Print every one of the items below word for word, with each line unchanged.

= = =

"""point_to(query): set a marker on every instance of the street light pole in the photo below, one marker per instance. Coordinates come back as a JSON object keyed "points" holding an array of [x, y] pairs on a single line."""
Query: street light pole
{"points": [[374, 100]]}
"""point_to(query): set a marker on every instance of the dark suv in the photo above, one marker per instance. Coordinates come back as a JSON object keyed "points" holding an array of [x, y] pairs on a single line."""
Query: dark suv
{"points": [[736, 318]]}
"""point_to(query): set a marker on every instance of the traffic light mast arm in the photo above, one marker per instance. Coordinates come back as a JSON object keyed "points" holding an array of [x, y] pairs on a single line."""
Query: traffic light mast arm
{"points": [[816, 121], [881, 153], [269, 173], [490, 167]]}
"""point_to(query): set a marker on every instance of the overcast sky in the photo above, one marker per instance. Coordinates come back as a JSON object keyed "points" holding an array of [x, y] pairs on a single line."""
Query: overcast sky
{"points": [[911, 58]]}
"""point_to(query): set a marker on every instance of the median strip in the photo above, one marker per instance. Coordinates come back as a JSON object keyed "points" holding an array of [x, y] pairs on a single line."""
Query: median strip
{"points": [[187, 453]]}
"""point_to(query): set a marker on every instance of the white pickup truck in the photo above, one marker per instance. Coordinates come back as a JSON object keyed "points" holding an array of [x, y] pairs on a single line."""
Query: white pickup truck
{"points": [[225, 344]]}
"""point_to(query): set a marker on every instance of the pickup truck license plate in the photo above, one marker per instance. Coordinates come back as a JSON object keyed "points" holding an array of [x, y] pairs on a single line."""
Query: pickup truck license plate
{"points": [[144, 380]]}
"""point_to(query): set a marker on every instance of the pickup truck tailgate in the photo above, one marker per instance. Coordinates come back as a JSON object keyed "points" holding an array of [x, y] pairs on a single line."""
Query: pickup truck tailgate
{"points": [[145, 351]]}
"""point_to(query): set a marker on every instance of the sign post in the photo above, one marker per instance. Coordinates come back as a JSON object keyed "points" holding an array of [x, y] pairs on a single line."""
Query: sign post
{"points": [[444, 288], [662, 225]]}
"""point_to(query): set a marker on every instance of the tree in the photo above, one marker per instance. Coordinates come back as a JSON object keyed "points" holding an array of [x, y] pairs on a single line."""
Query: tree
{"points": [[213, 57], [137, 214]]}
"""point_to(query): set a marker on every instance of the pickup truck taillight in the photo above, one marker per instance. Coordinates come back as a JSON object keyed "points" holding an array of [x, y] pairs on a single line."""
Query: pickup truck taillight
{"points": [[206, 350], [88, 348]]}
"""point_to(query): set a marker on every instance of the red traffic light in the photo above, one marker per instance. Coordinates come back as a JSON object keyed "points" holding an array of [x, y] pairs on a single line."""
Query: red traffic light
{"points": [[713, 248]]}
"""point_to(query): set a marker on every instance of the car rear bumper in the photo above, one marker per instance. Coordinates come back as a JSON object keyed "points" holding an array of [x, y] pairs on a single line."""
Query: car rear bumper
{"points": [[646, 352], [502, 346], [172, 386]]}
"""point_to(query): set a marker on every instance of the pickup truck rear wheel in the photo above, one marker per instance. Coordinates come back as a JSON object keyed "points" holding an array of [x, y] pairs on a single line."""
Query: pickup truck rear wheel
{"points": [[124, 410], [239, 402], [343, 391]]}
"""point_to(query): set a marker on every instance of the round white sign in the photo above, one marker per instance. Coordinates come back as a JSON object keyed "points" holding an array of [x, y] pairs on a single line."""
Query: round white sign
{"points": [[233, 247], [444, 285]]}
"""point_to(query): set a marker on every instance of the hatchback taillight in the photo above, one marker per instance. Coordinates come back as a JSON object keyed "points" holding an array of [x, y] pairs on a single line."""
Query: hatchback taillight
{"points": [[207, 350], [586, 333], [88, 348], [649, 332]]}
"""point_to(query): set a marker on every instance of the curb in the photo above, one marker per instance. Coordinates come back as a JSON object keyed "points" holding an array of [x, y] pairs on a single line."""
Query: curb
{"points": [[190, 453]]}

= = =

WRITTEN SOLUTION -
"""point_to(query): set a marker on every instance of the street light pole in the photo below, one marker per instance. Coordinates come back as a JSON object keyed "points" holding an array of [x, y] pairs on a single line."""
Query: street light pole
{"points": [[374, 100]]}
"""point_to(query): set a marker on every instance of the dark suv in the photo above, one marker per instance. Coordinates come back as a JSON object keyed "points" holding an array of [x, y] pairs on a single line."""
Query: dark suv
{"points": [[736, 318]]}
"""point_to(query): set a marker on every instance of the traffic light mast arm in the photo above, one marker per instance. Coordinates come back as a JSON object keyed "points" holding an array of [x, y] pairs on a single line."""
Query: traffic light mast arm
{"points": [[816, 121], [881, 153], [269, 173], [490, 167]]}
"""point_to(query): set a marker on every instance of the overcast sky in the photo above, one marker per instance. Coordinates come back as a JSON object keyed "points" holding an array of [x, y] pairs on a single line."""
Query: overcast sky
{"points": [[911, 58]]}
"""point_to(query): set a marker on every instance of the median strip in the photo above, one marker per instance. Coordinates come back as a JSON object keyed "points" holding an array of [x, y] pairs on a single line."""
Query: median strip
{"points": [[187, 453]]}
"""point_to(query): set a marker on every instance of the white pickup truck in the photo above, one marker per instance. Coordinates come back as a JSON object keyed "points" holding an array of [x, y] pairs on a single line."""
Query: white pickup truck
{"points": [[225, 344]]}
"""point_to(query): set a marker on every instance of the pickup truck license plate in the photo above, one marker per instance. Coordinates come back as a JSON object keyed "points" holding an array of [x, y] pairs on a single line."""
Query: pickup truck license plate
{"points": [[144, 380]]}
"""point_to(query): set a marker on every instance of the pickup truck tailgate in the photo above, one marker per instance. Coordinates come back as a JSON object keyed "points" holding an array of [x, y] pairs on a single line."""
Query: pickup truck tailgate
{"points": [[145, 351]]}
"""point_to(query): set a marker on every instance of the sign post in the photo above, one marker per instance. Coordinates come back as a JSON object keyed "points" holding an array of [x, y] pairs on a single line."""
Query: sign post
{"points": [[444, 288], [662, 225]]}
"""point_to(query): set a marker on every instance of the tree in the photo above, one marker per instance. Coordinates come back as a JSON object keyed "points" holding an array of [x, y] pairs on a single line."""
Query: tree
{"points": [[213, 57], [137, 214]]}
"""point_to(query): set a marker on every instance of the pickup truck taillight in the photo above, one marker per instance. Coordinates come back as a JSON object keyed "points" holding an array of [x, y] pairs on a single line."""
Query: pickup truck taillight
{"points": [[206, 350], [88, 348]]}
"""point_to(query): set a marker on every instance of the red traffic light in the photo above, one marker per instance. Coordinates come back as a JSON object keyed "points" holding an array of [x, y] pairs on a single line."""
Query: red traffic light
{"points": [[713, 248]]}
"""point_to(query): set a marker on every instance of the car rear bumper in the photo above, one marker per instance. Coordinates come back as a JSON object keyed "points" holding an array of [x, y] pairs on a single line."""
Query: car rear bumper
{"points": [[646, 352], [502, 346], [172, 386]]}
"""point_to(query): set a marker on every instance of the pickup truck rear wheel in the photo above, one marker per instance. Coordinates come back as a JSON object keyed "points" holding an array of [x, y] pairs on a single line."""
Query: pickup truck rear wheel
{"points": [[124, 410], [239, 402], [343, 391]]}
"""point_to(query): set a marker on every instance of the round white sign in the photo above, one marker per instance. Coordinates come back as a JSON object keyed "points" holding an array of [x, y] pairs on a single line."""
Query: round white sign
{"points": [[233, 247], [444, 285]]}
"""point_to(query): set a marker on every instance of the hatchback taillight in the photo above, one marker per instance. Coordinates come back as a JSON object keyed "points" holding an array of [x, y] pairs on a single line."""
Query: hatchback taillight
{"points": [[207, 350], [586, 333], [88, 348], [649, 332]]}
"""point_to(query): set a marker on every instance of the curb in the photo above, one marker per instance. Coordinates come back as a JSON object keyed "points" holding an array of [x, y] pairs on a single line."""
Query: curb
{"points": [[190, 453]]}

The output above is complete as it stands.